TASK DESCRIPTION
How many lines of the items below contain the string "shirt"? Reply with the number alone.

Annotated coordinate records:
▽

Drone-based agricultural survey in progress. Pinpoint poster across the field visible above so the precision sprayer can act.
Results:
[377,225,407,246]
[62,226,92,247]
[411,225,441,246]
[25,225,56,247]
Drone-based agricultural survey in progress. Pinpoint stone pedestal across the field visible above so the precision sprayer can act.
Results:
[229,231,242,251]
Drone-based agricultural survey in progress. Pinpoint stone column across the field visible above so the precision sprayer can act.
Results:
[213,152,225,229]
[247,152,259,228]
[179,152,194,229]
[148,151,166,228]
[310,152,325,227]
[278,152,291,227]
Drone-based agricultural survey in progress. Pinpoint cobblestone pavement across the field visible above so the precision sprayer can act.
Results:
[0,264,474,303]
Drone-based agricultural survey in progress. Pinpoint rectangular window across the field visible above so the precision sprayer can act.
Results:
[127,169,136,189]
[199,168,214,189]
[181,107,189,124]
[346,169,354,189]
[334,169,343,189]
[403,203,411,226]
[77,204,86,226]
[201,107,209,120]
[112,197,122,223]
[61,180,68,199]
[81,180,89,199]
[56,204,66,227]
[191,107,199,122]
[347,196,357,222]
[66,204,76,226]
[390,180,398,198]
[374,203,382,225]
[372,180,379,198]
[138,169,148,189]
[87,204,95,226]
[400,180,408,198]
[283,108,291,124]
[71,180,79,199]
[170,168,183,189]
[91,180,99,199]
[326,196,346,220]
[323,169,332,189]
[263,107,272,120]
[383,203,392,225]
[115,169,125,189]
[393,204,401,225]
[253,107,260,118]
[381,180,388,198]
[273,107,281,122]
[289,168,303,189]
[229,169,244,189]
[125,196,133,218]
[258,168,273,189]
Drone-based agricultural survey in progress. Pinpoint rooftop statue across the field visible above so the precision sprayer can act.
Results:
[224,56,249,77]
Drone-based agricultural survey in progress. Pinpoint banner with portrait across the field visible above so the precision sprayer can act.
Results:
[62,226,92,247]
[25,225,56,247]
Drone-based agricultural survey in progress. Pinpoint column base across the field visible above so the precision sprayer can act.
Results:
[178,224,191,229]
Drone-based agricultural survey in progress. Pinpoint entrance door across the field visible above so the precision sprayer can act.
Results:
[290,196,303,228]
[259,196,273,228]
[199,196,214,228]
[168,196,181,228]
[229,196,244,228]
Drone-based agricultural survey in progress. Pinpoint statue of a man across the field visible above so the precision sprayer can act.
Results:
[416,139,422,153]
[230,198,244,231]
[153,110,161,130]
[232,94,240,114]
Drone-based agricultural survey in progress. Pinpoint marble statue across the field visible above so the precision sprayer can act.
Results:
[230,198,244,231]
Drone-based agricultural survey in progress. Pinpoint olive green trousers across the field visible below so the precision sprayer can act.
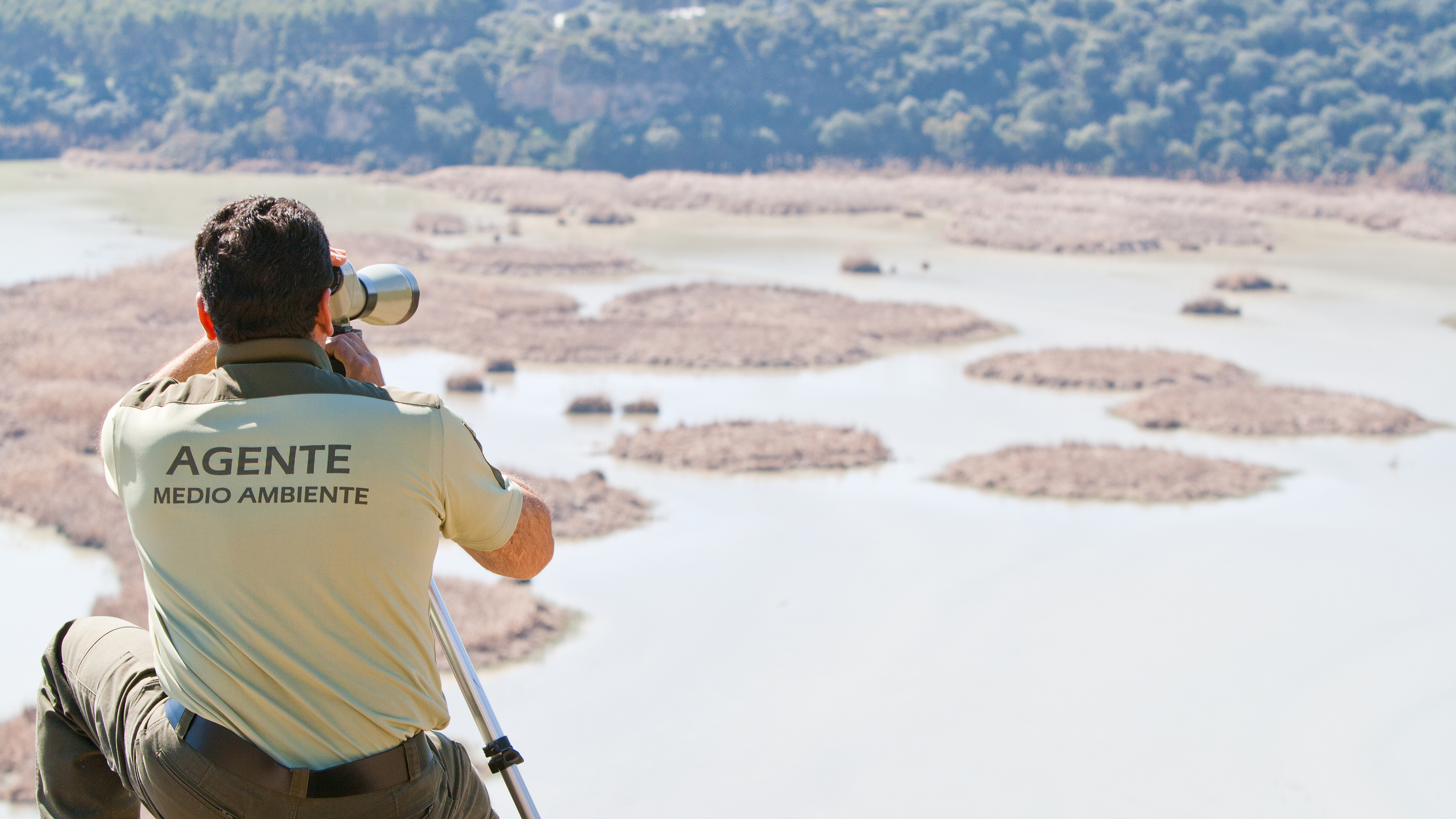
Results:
[35,616,497,819]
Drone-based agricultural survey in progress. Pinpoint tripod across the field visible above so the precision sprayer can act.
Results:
[430,580,540,819]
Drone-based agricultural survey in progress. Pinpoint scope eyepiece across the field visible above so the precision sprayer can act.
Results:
[329,262,419,327]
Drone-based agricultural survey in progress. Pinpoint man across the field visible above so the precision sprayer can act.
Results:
[36,197,553,819]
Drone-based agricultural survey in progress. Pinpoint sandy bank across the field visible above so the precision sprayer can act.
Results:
[935,443,1281,503]
[436,568,581,669]
[408,166,1456,252]
[612,421,890,472]
[507,469,652,538]
[965,347,1254,389]
[365,275,1009,369]
[1112,385,1441,436]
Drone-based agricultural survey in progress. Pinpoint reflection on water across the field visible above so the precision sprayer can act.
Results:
[0,188,183,287]
[6,162,1456,819]
[0,520,116,718]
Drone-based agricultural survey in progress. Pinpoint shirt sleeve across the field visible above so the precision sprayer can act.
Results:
[97,405,121,497]
[440,407,521,552]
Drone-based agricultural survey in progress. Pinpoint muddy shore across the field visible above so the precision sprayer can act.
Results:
[612,421,890,472]
[1112,385,1441,436]
[436,568,581,669]
[505,469,652,538]
[935,443,1283,503]
[406,166,1456,254]
[965,347,1255,389]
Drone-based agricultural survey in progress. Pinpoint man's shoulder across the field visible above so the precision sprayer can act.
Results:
[116,363,441,410]
[116,373,236,410]
[384,386,444,410]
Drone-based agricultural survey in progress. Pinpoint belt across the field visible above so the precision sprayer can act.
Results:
[163,700,431,799]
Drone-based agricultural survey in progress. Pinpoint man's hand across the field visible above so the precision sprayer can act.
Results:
[323,332,384,386]
[466,475,556,580]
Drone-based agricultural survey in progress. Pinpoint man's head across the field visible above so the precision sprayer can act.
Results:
[195,197,333,344]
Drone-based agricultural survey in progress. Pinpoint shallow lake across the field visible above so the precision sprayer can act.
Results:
[0,163,1456,819]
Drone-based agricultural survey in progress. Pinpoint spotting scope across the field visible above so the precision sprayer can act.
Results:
[329,262,419,376]
[329,262,419,328]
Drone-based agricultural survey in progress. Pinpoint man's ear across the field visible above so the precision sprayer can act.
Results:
[197,293,217,341]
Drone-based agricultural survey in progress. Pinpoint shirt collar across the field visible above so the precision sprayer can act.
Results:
[217,338,333,371]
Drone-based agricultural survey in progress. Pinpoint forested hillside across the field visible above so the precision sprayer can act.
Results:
[0,0,1456,189]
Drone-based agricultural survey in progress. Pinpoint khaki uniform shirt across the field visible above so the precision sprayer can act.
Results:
[100,338,521,770]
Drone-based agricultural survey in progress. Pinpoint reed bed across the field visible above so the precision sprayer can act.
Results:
[838,255,879,273]
[410,166,1456,252]
[566,395,612,415]
[965,347,1255,389]
[507,469,652,539]
[1112,385,1443,436]
[1182,296,1243,316]
[368,277,1009,369]
[0,252,201,624]
[612,421,890,472]
[446,373,485,392]
[436,570,581,669]
[1213,270,1289,290]
[935,443,1283,503]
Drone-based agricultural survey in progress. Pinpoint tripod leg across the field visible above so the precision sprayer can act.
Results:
[430,580,540,819]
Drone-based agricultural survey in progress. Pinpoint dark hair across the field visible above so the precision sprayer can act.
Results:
[194,197,333,344]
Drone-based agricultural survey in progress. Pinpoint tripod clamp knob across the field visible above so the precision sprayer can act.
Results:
[483,734,526,774]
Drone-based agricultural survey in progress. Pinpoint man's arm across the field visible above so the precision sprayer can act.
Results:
[464,477,556,580]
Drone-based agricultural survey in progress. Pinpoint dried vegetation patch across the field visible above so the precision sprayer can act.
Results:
[1182,297,1243,316]
[1114,385,1440,436]
[367,277,1009,369]
[612,421,890,472]
[1213,270,1289,290]
[965,347,1254,389]
[436,577,581,669]
[508,469,652,538]
[0,252,201,622]
[410,166,1456,254]
[936,443,1281,503]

△

WRITTEN ANSWER
3